**WHAT YOU ARE ASKED TO DO:** Check each line of the data for "wall" and select those that have it.

**Image point grounding data:**
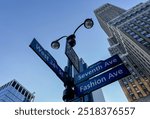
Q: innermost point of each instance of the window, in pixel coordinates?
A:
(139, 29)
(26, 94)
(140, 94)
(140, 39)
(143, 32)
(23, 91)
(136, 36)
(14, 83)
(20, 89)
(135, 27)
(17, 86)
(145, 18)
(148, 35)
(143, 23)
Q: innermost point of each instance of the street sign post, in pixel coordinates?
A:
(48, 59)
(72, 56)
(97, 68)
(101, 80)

...

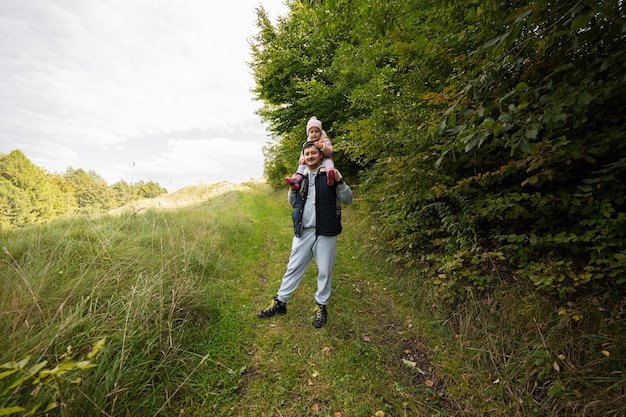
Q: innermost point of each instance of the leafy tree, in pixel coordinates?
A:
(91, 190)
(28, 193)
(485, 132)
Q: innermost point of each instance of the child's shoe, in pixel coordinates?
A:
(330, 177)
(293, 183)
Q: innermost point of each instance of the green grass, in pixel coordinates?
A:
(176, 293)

--

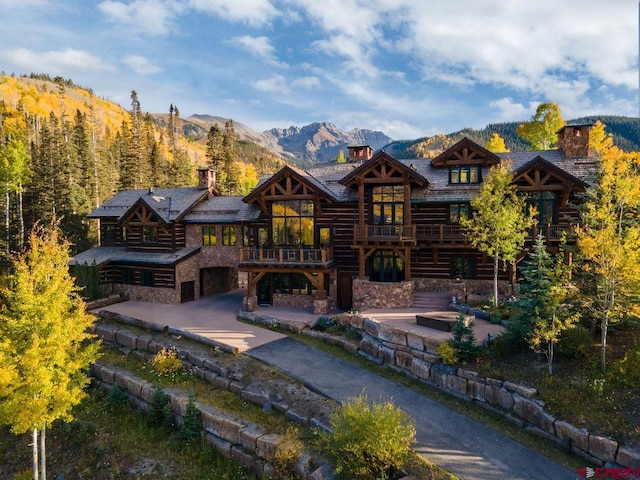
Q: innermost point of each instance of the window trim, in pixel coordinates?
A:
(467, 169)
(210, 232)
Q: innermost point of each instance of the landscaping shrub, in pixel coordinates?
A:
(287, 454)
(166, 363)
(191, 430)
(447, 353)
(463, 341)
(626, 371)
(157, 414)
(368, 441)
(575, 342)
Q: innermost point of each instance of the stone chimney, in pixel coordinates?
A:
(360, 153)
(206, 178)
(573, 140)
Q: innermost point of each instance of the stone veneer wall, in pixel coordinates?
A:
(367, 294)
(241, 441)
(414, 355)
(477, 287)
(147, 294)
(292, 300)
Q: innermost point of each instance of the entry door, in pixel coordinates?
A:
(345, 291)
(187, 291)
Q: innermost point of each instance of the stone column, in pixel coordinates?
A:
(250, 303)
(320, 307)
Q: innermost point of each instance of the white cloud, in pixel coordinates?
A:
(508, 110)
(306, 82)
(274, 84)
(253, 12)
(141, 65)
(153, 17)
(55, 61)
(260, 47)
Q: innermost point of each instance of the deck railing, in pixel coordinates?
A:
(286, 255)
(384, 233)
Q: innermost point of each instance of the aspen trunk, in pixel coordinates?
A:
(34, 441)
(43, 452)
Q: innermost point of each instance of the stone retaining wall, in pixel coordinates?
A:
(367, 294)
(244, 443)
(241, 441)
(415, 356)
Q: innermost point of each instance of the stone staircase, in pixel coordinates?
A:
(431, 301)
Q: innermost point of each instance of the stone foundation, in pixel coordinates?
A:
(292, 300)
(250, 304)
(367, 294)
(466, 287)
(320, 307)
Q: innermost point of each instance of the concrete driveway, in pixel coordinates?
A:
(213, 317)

**FINAL ANSWER:**
Q: innermost point of each instance of the stone veneer wall, in pixel coordinates?
Q: innermost point of each instance of the stone retaining wall, in pixel coordinates?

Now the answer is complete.